### Data provided

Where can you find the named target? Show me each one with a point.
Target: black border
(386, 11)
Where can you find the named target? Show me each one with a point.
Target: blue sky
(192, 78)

######

Your assignment
Each record above should be retyped in full, exactly as shown.

Final answer
Where can you find the named target? Show me each one with a point.
Target: black border
(386, 11)
Where can you find the named target? Show me each one with a point.
Target: blue sky
(192, 78)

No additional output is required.